▸ **Problem to work on**: Copy the data below verbatim, starting with the line that contains "of the eggplant" and continuing through the final line, with both ends included.

▸ **Material for this exercise**:

⁂

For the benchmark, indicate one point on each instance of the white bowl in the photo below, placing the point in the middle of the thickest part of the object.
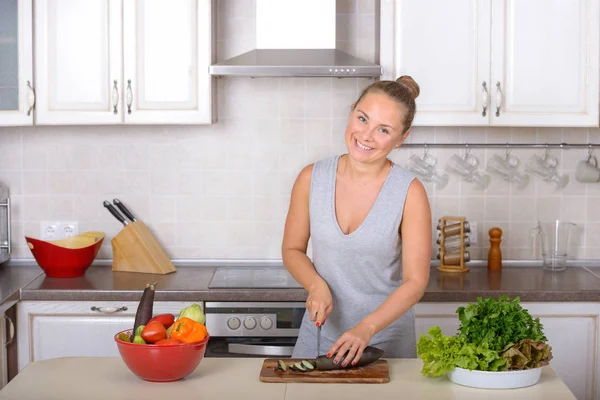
(495, 380)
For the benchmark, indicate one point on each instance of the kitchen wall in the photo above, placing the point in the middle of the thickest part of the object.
(222, 191)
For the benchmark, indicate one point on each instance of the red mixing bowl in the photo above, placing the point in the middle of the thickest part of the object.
(161, 363)
(66, 258)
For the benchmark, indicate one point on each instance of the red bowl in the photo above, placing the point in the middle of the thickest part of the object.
(66, 258)
(161, 363)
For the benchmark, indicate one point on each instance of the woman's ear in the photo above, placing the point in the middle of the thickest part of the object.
(404, 136)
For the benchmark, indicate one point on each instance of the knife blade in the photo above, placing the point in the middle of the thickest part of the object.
(114, 212)
(124, 210)
(318, 341)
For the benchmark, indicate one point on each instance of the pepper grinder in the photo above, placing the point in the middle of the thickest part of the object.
(495, 254)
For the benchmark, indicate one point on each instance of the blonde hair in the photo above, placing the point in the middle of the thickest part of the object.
(403, 90)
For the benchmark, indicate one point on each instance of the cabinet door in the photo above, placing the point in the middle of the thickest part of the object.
(167, 55)
(78, 61)
(16, 69)
(65, 328)
(545, 59)
(445, 47)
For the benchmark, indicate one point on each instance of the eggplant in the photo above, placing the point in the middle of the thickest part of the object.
(370, 355)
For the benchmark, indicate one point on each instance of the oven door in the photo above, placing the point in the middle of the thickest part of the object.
(249, 347)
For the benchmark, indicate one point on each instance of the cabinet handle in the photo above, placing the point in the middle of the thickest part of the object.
(115, 97)
(498, 99)
(485, 98)
(129, 96)
(12, 330)
(108, 310)
(30, 98)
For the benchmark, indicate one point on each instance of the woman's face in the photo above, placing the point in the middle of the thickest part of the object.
(375, 128)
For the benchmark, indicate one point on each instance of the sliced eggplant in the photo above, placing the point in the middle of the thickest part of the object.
(370, 355)
(307, 365)
(281, 365)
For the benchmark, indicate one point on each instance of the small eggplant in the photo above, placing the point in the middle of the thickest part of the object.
(370, 355)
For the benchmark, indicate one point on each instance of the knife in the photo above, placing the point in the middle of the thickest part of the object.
(124, 210)
(114, 212)
(318, 341)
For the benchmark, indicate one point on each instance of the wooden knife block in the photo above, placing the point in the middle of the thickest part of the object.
(135, 249)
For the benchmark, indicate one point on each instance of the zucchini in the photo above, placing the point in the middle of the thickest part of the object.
(281, 365)
(370, 355)
(144, 311)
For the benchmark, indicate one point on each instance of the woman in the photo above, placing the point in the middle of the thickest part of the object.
(370, 225)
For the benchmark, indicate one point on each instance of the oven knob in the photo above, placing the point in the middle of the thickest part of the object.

⁂

▸ **Worked answer**:
For the benchmark, indicate one point on each instance of the eggplant in the photo above, placing the point in the middle of the thickest part of the object.
(370, 355)
For the benchmark, indicate one point on each instance of the oven door in the photo above, placing the point in the middle of the thickest part of the object.
(249, 347)
For the benchmark, indicate one point on each instance of the cabinet handle in the photo above, placing the point in the middle of the thickest part of the object.
(115, 97)
(498, 99)
(485, 98)
(129, 96)
(12, 330)
(108, 310)
(30, 98)
For the benchmark, indicate one point on each instance of the woman's face in the photo above, placing the point in the middle of the thickest part of the object.
(375, 128)
For the benchmark, indicate one point on each instance of the sliced eggplant in the photo above, placing the point in the middle of the thickest part of the object.
(370, 355)
(307, 365)
(281, 365)
For the benchmark, indicate one point on each instance of the small eggplant in the photo above, placing the point in the middle of the thickest part of the object.
(370, 355)
For the benchmark, indicate one point on each instance of the knife in the photo above, placing the point in the middle of the thickest part of the object.
(124, 210)
(114, 212)
(318, 341)
For the benchmark, indicate one point on each instance of the wooden knife block in the photo above, placing the point in the middle of the thickest part of the object.
(135, 249)
For the benchmark, indicate one point on each instance of the zucchini in the photo above, placing the point in the middle of the thickest part of the object.
(281, 365)
(370, 355)
(144, 311)
For the benchmark, indicate one point on each instance of the woman in the photo above, placing the point in the middle of the thickest part of the object.
(370, 225)
For the benchmark, indicate one point on each instance of the oven knob in the photo above, placing the point in the middle of the thickest part of the object.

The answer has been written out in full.